● **PROBLEMA A RESOLVER**:
Reescribe la parte de las filas que empieza con la línea que contiene "Target: eucalyptus tree" y termina al final de las filas, ambos extremos incluidos, con todas sus líneas de texto. Multiplica por 1,55 cada coordenada de las respuestas y redondea a números enteros, con las mitades hacia arriba.

[Filas de origen]
________

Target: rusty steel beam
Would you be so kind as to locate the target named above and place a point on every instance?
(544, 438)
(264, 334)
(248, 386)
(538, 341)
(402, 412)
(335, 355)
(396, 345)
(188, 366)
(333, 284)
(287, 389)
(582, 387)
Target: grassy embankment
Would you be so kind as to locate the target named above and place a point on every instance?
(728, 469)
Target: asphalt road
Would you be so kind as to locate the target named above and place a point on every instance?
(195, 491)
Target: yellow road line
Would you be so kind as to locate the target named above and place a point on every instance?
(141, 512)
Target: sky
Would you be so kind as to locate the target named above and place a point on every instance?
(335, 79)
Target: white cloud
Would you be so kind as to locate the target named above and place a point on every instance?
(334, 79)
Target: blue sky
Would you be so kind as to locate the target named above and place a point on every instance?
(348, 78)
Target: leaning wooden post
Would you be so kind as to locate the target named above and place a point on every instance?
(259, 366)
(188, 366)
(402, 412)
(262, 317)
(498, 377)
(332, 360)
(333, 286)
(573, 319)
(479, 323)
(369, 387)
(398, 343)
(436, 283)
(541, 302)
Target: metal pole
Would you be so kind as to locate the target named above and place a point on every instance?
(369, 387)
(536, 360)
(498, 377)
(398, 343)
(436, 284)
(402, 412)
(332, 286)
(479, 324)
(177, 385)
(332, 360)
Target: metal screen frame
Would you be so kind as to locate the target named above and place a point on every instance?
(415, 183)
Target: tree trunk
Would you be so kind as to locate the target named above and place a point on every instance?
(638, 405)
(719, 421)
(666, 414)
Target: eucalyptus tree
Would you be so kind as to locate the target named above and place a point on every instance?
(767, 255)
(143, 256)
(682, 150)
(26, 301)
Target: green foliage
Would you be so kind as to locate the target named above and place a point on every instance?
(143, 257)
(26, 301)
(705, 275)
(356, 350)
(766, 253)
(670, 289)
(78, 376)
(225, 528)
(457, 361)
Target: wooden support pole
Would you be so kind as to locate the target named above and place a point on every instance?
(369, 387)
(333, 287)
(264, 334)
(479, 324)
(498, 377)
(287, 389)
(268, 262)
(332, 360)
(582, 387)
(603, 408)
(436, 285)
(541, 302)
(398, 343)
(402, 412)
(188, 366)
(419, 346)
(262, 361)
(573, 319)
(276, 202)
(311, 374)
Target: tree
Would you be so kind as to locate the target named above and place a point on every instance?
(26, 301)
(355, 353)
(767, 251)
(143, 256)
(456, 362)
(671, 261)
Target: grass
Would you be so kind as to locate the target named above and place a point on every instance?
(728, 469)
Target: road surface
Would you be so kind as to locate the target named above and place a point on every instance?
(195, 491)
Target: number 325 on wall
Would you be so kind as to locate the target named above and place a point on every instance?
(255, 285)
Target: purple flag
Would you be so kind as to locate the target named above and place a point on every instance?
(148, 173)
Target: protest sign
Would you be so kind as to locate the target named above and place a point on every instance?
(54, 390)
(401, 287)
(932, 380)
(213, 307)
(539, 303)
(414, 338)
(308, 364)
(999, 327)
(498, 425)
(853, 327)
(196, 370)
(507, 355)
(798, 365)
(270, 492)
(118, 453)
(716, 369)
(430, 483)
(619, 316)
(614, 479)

________

● **RESPUESTA ESPERADA**:
Target: eucalyptus tree
Would you be so kind as to locate the target named above and place a point on every instance?
(1189, 395)
(222, 397)
(1057, 233)
(40, 467)
Target: green foliage
Would you be so kind as to locate the target named above and place a point on every instance?
(222, 398)
(40, 467)
(1093, 426)
(552, 543)
(1187, 392)
(1039, 448)
(121, 583)
(349, 818)
(708, 560)
Target: wooden support pole
Would you be so kind as to locate the target named above and place a point on every instance?
(572, 600)
(516, 445)
(409, 518)
(742, 502)
(772, 584)
(445, 603)
(415, 406)
(515, 558)
(902, 600)
(935, 632)
(676, 442)
(839, 468)
(617, 532)
(623, 639)
(291, 567)
(649, 536)
(406, 560)
(888, 494)
(428, 313)
(482, 580)
Target: tree
Would you be so kind as to locate the target named above and place a point on every instance?
(40, 467)
(550, 547)
(1189, 389)
(222, 397)
(707, 561)
(1040, 405)
Target: grass
Would you be so kind as to locate the target named above and place a point on every instance?
(1128, 727)
Target: road surface
Would you be so kind as to locate the target named above and place a point on every instance?
(302, 761)
Target: number 325 on wall
Would you be so kind as to locate the target named above and place a point on every instance?
(395, 442)
Target: purple flag
Would you be so kind as to locate the target named above and place a point on every instance?
(229, 268)
Target: protest sign
Would you be so kind as to locate the target named above and place a point on every instance?
(84, 605)
(622, 445)
(1445, 589)
(330, 476)
(835, 470)
(642, 524)
(477, 564)
(1548, 507)
(772, 659)
(1322, 507)
(304, 574)
(786, 550)
(1237, 566)
(419, 763)
(183, 702)
(1110, 572)
(667, 749)
(959, 490)
(952, 742)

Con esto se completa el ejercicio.